* EXERCISE 1 *
Answer these questions about the modeling lights post:
(a) What wattages are the quartz lamps in the poster's systems?
(b) How many bulbs does each M90 head have, and at what wattage?
(c) What does the poster run the low-watt modeling light heads on?
+-------+
I'm a bit surprised that you don't use the modeling lights all of the time, while shooting. For me, the modeling lights do two things: they keep the iris of the eyes closed down, avoiding dark that _iris-wide-open-eyebal-look_ rendering (in which a human's eye looks similar to that of a dog or cow), and also providing continuous feedback as to how the subject is placed/standing/looking in relation to the lights. But then, if you say you cannot see much unless the power is turned up, then perhaps the Alien Bee's have somewhat lower-powered modeling lights compared to what I'm using. In my systems, I have 250 and 150 Watt quartz lamps, which are very bright, indeed, and I have some M90 heads with 3 x 25 Watt bulbs per head which are much,much dimmer and do not cause "eye burn" like the Quartz lamps can if looked at undiffused.

The thing is, with 250 or 150 Watt quartz modeling lights, you can actually use those brilliant lights for video, or for stills, and can drag the shutter and get some warmth from the quartz, if desired, at slow speeds or at higher ISO values,or both. But with my low-Watt modeling light heads, I can use them on my Innovatronix Explorer sine wave inverter and battery, and not draw much current, and they run cool,and are low-cost bulbs, but they do not really "show up" very much, because, well, they are not really all that bright even on High, and on Low power or on Asymmetrical power distribution, they'e quite dim.
+-------+
* EXERCISE 2 *
Can you recast the stored items as a JSON list of strings, one string per line with blank lines left out, starting at the line that contains "Each instance of the fluffy" and running through the end of the stored items?

(Stored items)
+-------+
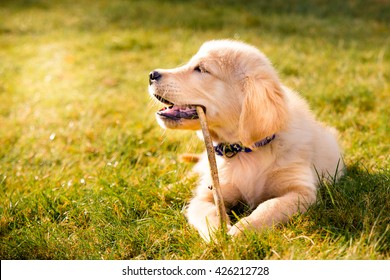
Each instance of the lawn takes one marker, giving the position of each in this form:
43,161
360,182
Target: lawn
86,172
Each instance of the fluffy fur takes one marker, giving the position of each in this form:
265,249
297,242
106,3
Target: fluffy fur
246,102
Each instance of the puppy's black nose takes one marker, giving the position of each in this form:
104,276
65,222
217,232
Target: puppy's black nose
154,76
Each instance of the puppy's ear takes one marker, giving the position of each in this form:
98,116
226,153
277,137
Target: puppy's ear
+-------+
* SOLUTION 1 *
(a) 250 and 150 Watt.
(b) Three bulbs per head, each 25 Watt.
(c) An Innovatronix Explorer sine wave inverter and battery.

* SOLUTION 2 *
[
  "Each instance of the fluffy fur takes one marker, giving the position of each in this form:",
  "265,249",
  "297,242",
  "106,3",
  "Target: fluffy fur",
  "246,102",
  "Each instance of the puppy's black nose takes one marker, giving the position of each in this form:",
  "104,276",
  "65,222",
  "217,232",
  "Target: puppy's black nose",
  "154,76",
  "Each instance of the puppy's ear takes one marker, giving the position of each in this form:",
  "98,116",
  "226,153",
  "277,137",
  "Target: puppy's ear"
]